INPUT:
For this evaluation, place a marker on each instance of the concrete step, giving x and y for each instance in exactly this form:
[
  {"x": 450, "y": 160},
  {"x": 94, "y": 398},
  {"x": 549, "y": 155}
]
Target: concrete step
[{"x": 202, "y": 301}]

TO DO: Print all of the data above again, word for word and line for line.

ANSWER TO THE TASK:
For this evaluation, place a marker on each instance of the concrete step, giving x and y for each instance in exactly this form:
[
  {"x": 450, "y": 160},
  {"x": 94, "y": 398},
  {"x": 549, "y": 155}
]
Target: concrete step
[{"x": 202, "y": 301}]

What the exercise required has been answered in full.